_Assigned task_. Nothing but the lines from the one containing "Target: heron foot" through the end of the entries should be set down, each exactly as written.

_Records shown_.

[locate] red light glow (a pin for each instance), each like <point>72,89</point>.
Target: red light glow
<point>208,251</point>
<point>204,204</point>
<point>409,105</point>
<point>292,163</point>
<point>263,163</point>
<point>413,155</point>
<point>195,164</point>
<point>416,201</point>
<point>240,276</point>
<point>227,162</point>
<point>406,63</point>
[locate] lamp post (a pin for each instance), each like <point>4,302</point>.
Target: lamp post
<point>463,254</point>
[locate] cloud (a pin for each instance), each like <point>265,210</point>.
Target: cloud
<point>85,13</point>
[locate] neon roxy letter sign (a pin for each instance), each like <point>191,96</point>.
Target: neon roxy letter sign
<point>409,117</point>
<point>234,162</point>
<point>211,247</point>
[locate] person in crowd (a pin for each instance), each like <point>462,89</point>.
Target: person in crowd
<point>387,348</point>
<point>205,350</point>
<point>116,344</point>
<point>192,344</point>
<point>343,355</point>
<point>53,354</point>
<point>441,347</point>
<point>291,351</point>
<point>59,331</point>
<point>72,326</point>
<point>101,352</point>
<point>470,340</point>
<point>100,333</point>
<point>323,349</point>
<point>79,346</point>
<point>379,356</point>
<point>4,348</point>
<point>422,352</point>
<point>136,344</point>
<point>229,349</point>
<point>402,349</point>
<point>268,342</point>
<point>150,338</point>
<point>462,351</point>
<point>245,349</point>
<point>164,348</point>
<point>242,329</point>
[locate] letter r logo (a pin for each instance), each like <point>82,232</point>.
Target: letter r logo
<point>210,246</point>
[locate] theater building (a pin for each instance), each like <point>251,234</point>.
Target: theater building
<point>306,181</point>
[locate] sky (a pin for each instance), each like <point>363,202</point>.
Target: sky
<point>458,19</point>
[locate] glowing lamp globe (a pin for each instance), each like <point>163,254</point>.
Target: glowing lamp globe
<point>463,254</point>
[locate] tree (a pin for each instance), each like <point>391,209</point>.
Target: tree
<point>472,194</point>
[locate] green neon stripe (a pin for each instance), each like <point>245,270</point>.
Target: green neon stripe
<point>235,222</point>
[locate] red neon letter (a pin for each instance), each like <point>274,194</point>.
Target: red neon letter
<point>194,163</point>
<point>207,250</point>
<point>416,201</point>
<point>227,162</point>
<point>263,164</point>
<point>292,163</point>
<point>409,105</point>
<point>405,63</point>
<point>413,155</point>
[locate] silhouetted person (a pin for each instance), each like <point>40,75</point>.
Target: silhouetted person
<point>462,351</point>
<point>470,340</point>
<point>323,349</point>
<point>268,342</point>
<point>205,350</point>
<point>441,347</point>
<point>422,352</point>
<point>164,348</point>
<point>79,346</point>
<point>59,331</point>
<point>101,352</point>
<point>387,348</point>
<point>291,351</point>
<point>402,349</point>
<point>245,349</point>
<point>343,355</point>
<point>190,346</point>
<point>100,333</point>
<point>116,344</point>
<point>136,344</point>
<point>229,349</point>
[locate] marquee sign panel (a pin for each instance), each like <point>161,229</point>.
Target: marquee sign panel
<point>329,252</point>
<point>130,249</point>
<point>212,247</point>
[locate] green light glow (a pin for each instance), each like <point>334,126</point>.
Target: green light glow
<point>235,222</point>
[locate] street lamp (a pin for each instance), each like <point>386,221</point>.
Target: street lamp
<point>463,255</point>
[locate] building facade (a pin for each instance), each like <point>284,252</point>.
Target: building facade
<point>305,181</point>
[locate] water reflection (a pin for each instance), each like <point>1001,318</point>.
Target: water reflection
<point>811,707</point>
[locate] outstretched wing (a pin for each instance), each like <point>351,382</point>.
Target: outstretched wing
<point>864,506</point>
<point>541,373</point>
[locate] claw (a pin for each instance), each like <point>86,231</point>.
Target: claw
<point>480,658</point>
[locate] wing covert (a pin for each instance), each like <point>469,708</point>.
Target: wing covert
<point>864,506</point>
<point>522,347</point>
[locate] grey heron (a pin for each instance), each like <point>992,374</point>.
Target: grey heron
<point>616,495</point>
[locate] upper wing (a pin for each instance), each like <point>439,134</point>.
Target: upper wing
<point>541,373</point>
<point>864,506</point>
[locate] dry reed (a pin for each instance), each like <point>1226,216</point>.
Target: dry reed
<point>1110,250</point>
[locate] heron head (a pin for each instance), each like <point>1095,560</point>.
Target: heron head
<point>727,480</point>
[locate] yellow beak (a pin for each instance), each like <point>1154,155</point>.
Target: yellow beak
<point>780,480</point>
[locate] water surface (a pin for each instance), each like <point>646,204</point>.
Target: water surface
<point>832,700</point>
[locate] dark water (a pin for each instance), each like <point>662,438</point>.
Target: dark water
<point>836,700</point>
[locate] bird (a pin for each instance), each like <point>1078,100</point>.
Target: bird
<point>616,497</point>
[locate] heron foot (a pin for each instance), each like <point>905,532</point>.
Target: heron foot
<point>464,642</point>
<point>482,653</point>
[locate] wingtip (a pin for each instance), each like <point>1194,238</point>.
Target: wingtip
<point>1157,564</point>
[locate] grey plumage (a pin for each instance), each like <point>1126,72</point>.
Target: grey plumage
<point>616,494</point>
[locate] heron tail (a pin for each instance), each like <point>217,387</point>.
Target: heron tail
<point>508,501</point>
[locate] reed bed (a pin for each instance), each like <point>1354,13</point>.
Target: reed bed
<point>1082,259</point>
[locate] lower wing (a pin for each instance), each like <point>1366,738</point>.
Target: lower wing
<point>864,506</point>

_Answer below_.
Target: heron foot
<point>464,642</point>
<point>482,653</point>
[locate] wingtip (a pin for each instance), each like <point>1194,238</point>.
Target: wingtip
<point>1157,564</point>
[locate] grey plumage (a pin for each instance), each like <point>1126,72</point>.
Target: grey plumage
<point>616,494</point>
[locate] heron tail (a pin for each instance), each like <point>217,387</point>.
Target: heron tail
<point>508,501</point>
[locate] reed bed (a pin for each instance), each like <point>1354,13</point>.
Target: reed bed
<point>1082,259</point>
[locate] lower wing (a pin for each instance), each like <point>1366,738</point>.
Target: lower wing
<point>864,506</point>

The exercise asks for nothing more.